Fonte
Tuesday, May 28, 2013

Leggende da coltivare al tempo di Monsanto: L'uomo che piantava gli alberi

L'uomo che piantava gli alberi
un film di Frédéric Back
DASTRA


"L’Uomo che Piantava gli Alberi", film di animazione del 1987 offre allo spettatore la favola dell'impresa di Elzéard Bouffier che negli anni pazientemente riforesta un’arida porzione del territorio in cui vive. Il narratore anonimo (a cui dànno voce nella versione originale Philippe Noiret e in quella italiana Toni Servillo), affascinato dalla vicenda intima e silenziosa del pastore che vive dove le Alpi salgono dalla Provenza, periodicamente ritorna in quei luoghi che trova gradualmente trasformati: i fianchi delle montagne, i campi a coltivazione e interi villaggi vengono rigenerati dall’opera incredibile, compiuta da un solo uomo.

Compiti da svolgere
1 - Nella fonte sul film di Frédéric Back, chi dà voce al narratore nella versione italiana?
2 - Prosegua la fonte sul film di Frédéric Back dalla sua ultima frase in avanti.

Materiale estratto
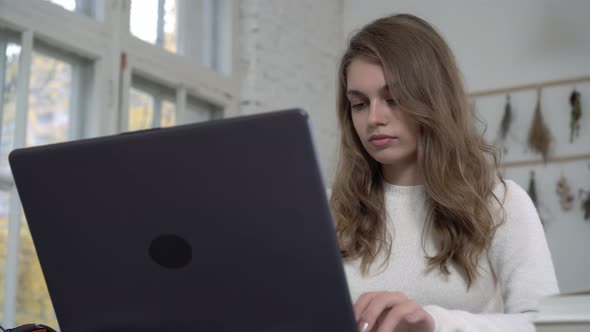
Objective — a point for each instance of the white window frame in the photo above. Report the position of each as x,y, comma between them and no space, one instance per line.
107,42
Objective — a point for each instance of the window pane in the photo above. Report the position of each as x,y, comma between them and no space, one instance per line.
33,303
154,21
150,105
8,105
168,114
49,100
67,4
199,111
4,204
85,7
141,110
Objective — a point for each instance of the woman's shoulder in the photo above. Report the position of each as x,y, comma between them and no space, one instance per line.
518,214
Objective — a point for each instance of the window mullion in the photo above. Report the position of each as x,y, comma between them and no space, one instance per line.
22,93
181,105
160,24
75,123
14,219
157,115
3,63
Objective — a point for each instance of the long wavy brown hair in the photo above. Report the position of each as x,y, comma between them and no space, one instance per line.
458,168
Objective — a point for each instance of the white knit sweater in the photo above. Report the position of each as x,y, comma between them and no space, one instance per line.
514,274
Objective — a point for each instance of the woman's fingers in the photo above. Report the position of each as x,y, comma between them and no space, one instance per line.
396,318
372,307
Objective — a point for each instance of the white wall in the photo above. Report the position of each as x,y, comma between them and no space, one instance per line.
289,51
504,43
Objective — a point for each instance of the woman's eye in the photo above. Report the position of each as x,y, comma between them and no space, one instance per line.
358,106
391,102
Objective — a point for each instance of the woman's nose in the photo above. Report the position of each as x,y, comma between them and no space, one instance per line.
378,113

Risposte
1 - Toni Servillo.

2 -
Frédéric Back, cineasta canadese di origine tedesca, in questo suo lavoro tratto dal racconto omonimo di Jean Giono, dà nuova sostanza  al sogno immaginato e messo su carta dallo scrittore francese. E' protagonista della storia un uomo che, pur vivendo isolato, mantiene la sua dignità ad un livello altissimo, nonostante sia assente qualsiasi forma di giudizio sul suo operato: è sempre rasato di fresco, si veste in modo ordinato e pulito, la casa di pietra che ha ricostruito è accogliente e funzionale e il tetto è solido e impermeabile e il vento che ne colpisce le tegole è come il rumore del mare sulla spiaggia. Allo stesso modo, interagisce con l'ambiente che lo circonda. Scegliendo con minuzia le ghiande che custodisce come un tesoro, separando le buone dalle guaste, piantando a migliaia prima querce poi faggi e betulle, ricostruisce il territorio, lo rivaluta, lo arricchisce e non importa che nessuno stia ad osservare la sua opera: lo sanno il cielo e le montagne, la pioggia e i ruscelli che ritornano e che, grazie al suo lavoro paziente e silenzioso, restituiscono equilibrio e armonia alla regione e alle valli che la percorrono.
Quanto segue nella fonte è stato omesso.